**Exercise directions**
Can you copy every one of the records below word for word, leaving out the pictures?

● ● ● ● ●

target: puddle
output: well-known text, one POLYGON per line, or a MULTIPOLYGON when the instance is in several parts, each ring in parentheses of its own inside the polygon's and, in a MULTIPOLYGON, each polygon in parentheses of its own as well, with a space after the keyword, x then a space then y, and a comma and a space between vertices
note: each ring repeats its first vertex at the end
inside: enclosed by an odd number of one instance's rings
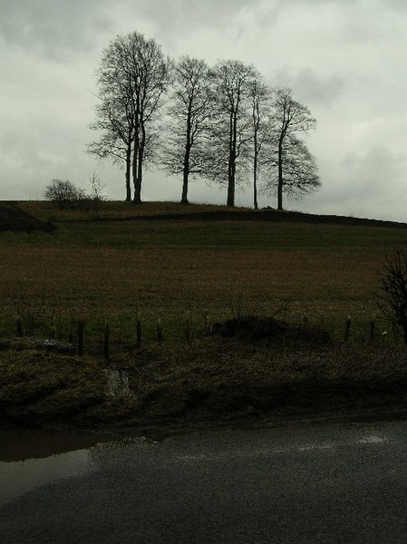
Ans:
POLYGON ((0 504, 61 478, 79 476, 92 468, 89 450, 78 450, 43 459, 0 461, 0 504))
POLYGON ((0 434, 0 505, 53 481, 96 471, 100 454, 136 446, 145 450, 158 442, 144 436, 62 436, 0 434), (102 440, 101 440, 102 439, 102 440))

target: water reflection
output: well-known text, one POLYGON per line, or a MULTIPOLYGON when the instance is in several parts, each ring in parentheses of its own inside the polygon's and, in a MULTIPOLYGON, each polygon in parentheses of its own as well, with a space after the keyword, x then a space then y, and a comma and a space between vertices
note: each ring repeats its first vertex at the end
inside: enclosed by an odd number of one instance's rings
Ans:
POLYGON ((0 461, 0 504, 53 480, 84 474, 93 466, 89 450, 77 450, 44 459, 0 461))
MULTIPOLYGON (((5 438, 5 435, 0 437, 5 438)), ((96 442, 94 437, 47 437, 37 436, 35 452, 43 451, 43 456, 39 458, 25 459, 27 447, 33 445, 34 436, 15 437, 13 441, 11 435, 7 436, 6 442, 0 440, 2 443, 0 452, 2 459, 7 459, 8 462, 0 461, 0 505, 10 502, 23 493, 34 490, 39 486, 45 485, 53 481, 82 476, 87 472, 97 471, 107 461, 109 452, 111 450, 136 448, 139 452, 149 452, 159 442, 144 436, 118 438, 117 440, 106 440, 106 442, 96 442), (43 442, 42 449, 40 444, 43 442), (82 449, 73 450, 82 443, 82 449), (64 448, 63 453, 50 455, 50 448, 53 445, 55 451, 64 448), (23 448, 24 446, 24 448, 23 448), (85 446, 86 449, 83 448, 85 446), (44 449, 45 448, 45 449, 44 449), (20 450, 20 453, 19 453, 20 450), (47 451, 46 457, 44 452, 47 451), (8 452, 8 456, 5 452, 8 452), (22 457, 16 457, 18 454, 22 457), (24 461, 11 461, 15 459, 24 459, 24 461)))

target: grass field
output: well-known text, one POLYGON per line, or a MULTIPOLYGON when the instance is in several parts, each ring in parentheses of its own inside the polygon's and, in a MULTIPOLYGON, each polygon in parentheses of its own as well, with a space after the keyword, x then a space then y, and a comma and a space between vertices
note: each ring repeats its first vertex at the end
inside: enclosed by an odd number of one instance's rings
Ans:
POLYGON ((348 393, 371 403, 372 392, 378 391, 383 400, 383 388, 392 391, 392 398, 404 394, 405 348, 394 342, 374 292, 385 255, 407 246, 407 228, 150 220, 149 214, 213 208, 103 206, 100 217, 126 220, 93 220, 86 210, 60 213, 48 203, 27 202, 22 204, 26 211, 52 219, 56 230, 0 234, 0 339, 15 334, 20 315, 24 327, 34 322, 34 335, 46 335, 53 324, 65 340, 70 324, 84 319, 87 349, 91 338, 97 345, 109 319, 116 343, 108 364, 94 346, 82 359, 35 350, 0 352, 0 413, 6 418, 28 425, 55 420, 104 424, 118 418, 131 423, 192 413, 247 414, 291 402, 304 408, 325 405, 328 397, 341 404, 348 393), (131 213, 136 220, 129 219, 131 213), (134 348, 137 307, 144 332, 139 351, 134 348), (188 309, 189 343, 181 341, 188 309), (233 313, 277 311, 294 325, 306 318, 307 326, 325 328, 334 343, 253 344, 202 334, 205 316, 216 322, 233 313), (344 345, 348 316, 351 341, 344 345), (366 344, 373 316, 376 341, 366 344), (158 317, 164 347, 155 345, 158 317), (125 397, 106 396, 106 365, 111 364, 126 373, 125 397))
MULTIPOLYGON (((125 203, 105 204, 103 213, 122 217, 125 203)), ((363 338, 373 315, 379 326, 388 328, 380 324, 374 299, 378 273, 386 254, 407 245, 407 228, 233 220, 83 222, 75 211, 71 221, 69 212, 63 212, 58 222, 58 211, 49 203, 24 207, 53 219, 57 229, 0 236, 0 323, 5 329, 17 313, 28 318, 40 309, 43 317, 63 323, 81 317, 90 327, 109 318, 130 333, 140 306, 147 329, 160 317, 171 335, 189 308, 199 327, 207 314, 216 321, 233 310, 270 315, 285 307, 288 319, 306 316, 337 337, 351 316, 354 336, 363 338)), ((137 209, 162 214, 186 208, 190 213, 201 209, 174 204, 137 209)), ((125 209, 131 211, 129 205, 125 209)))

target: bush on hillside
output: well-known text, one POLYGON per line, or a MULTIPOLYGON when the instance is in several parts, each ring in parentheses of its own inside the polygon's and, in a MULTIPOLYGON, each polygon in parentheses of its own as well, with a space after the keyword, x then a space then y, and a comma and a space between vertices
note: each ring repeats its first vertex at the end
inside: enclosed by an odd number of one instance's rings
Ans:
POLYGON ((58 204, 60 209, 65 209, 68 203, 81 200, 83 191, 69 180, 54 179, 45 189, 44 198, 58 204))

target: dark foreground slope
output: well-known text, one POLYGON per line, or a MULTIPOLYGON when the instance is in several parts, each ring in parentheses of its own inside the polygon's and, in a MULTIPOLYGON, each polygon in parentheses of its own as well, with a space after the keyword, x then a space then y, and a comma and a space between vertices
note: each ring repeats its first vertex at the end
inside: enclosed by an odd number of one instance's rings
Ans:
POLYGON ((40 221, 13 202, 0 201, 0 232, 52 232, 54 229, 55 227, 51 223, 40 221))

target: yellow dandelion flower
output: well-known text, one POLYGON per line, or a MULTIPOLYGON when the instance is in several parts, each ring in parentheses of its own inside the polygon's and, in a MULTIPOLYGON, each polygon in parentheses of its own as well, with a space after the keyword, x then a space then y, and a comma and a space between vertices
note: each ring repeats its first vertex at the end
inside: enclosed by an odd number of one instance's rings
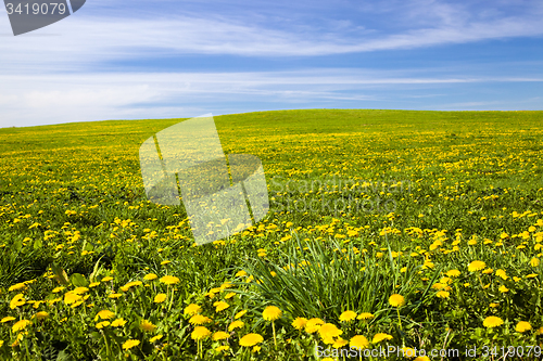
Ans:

● ● ● ● ●

**Task answer**
target: puddle
output: well-known text, one POLYGON per line, or a MULTIPOLYGON when the instance is in several parts, each ring in parentheses of its own inside the polygon's and, in a MULTIPOLYGON, each polygon in parentheses of its own as well, with a space after the keyword, x then a space then y, and a comma and a space between vertices
note: each ring repeats its first vertex at the end
inside: enclosed by an odd number of one instance's rings
Ans:
POLYGON ((0 504, 61 478, 79 476, 92 468, 89 450, 78 450, 43 459, 0 461, 0 504))
POLYGON ((0 434, 0 505, 53 481, 96 471, 100 454, 136 446, 145 450, 158 442, 144 436, 62 436, 0 434), (102 440, 101 440, 102 439, 102 440))

target: water reflection
output: well-known text, one POLYGON per line, or a MULTIPOLYGON when the instance is in several parts, each ring in parentheses of its own inside the polygon's and, in a MULTIPOLYGON, each polygon in parentheses of its own as well, with a space after the keyword, x then a space then y, and a comma and a space between vertices
note: each ring repeats its first vertex at the end
inside: enclosed by an odd number of one instance's rings
Ans:
POLYGON ((0 461, 0 504, 53 480, 84 474, 93 466, 89 450, 77 450, 44 459, 0 461))
MULTIPOLYGON (((5 438, 5 435, 0 437, 5 438)), ((96 442, 94 437, 47 437, 37 436, 35 452, 43 451, 43 456, 39 458, 25 459, 27 447, 33 445, 34 436, 15 437, 13 441, 11 435, 7 436, 6 442, 0 440, 2 443, 0 452, 2 459, 7 459, 8 462, 0 461, 0 505, 10 502, 23 493, 34 490, 39 486, 45 485, 53 481, 82 476, 87 472, 97 471, 107 461, 109 452, 111 450, 136 448, 139 452, 149 452, 159 442, 144 436, 118 438, 117 440, 106 440, 106 442, 96 442), (43 442, 42 449, 40 444, 43 442), (82 449, 73 450, 82 443, 82 449), (64 448, 63 453, 50 455, 50 448, 53 445, 55 451, 64 448), (23 448, 24 446, 24 448, 23 448), (85 446, 86 449, 83 448, 85 446), (44 449, 45 448, 45 449, 44 449), (20 450, 20 453, 19 453, 20 450), (47 451, 46 457, 44 452, 47 451), (8 452, 8 456, 5 452, 8 452), (22 457, 16 457, 18 454, 22 457), (24 461, 11 461, 15 459, 24 459, 24 461)))

target: grass field
output: well-known text, one POLYGON per line, or a MULTIPOLYGON when the instance is in several parts, each ring in parentheses of its own inside the polygon's and, in a MULTIPOLYGON, each polygon in parentheses of its own as well, with a space after the keyword, x then a space then y, and a comma and a space between vertices
note: each ring repeats its first vertex at the end
inside: enclosed by an odd number of one instance's rings
Ans:
POLYGON ((348 393, 371 403, 372 392, 378 391, 383 400, 383 388, 392 391, 392 398, 404 394, 405 348, 394 342, 374 292, 385 255, 407 246, 407 228, 150 220, 149 214, 213 208, 103 206, 100 217, 126 220, 93 220, 86 210, 60 213, 48 203, 27 202, 22 204, 26 211, 52 219, 56 230, 0 234, 0 339, 15 334, 20 315, 24 327, 34 322, 34 335, 46 335, 53 324, 65 340, 70 324, 84 319, 87 349, 91 338, 97 345, 109 319, 116 343, 108 364, 94 346, 82 359, 35 350, 0 352, 0 413, 6 418, 28 425, 55 420, 104 424, 118 418, 131 423, 192 413, 247 414, 291 402, 304 408, 325 405, 328 397, 341 404, 348 393), (131 213, 136 220, 129 219, 131 213), (134 348, 137 307, 144 332, 139 351, 134 348), (188 309, 189 343, 181 341, 188 309), (233 313, 277 311, 294 325, 306 318, 307 326, 325 328, 334 343, 253 344, 202 334, 205 316, 216 322, 233 313), (344 345, 348 316, 351 341, 344 345), (366 344, 373 316, 376 341, 366 344), (158 317, 164 347, 155 345, 158 317), (125 397, 106 396, 106 365, 111 364, 126 373, 125 397))
MULTIPOLYGON (((125 203, 105 204, 103 213, 122 217, 125 203)), ((363 338, 373 315, 379 326, 388 328, 380 324, 374 299, 378 273, 386 254, 407 245, 407 228, 233 220, 83 222, 75 211, 71 221, 69 212, 63 212, 58 222, 58 211, 49 203, 24 207, 53 219, 57 229, 0 236, 0 323, 5 329, 17 313, 28 318, 40 309, 43 317, 63 323, 81 317, 90 327, 109 318, 130 333, 140 306, 147 329, 160 317, 171 335, 189 308, 199 327, 207 314, 216 321, 233 310, 270 315, 285 307, 288 319, 306 316, 337 337, 351 316, 354 336, 363 338)), ((137 209, 162 214, 186 208, 190 213, 201 209, 174 204, 137 209)), ((125 209, 131 211, 129 205, 125 209)))

target: bush on hillside
output: well-known text, one POLYGON per line, or a MULTIPOLYGON when the instance is in several parts, each ring in parentheses of its own inside the polygon's and, in a MULTIPOLYGON, each polygon in parentheses of its own as well, with a space after the keyword, x then a space then y, and a comma and a space between vertices
note: each ring repeats its first vertex at the end
inside: enclosed by an odd number of one instance's rings
Ans:
POLYGON ((58 204, 60 209, 65 209, 68 203, 81 200, 83 191, 69 180, 54 179, 45 189, 44 198, 58 204))

target: dark foreground slope
output: well-known text, one POLYGON per line, or a MULTIPOLYGON when the instance is in several parts, each ring in parentheses of its own inside the polygon's and, in a MULTIPOLYGON, each polygon in parentheses of its own as well, with a space after the keyword, x then a space then y, and a comma and a space between vertices
note: each ring repeats its first vertex at the end
inside: enclosed by an odd number of one instance's rings
Ans:
POLYGON ((40 221, 13 202, 0 201, 0 232, 52 232, 54 229, 55 227, 51 223, 40 221))

target: yellow dandelion flower
output: well-known text, one POLYGON per line, or a MULTIPOLYGON when the instance is in several parts, each ring in parentheses of its own inside the polygon's and, in a MULTIPOLYGON, each polygon in parentheses of its own as well, with a space after the keyword, x then a space then y, and a comma and a space between vertices
note: each ring repeats its first vertex at the end
inside: enclosed by an odd number of one instance's rings
Ans:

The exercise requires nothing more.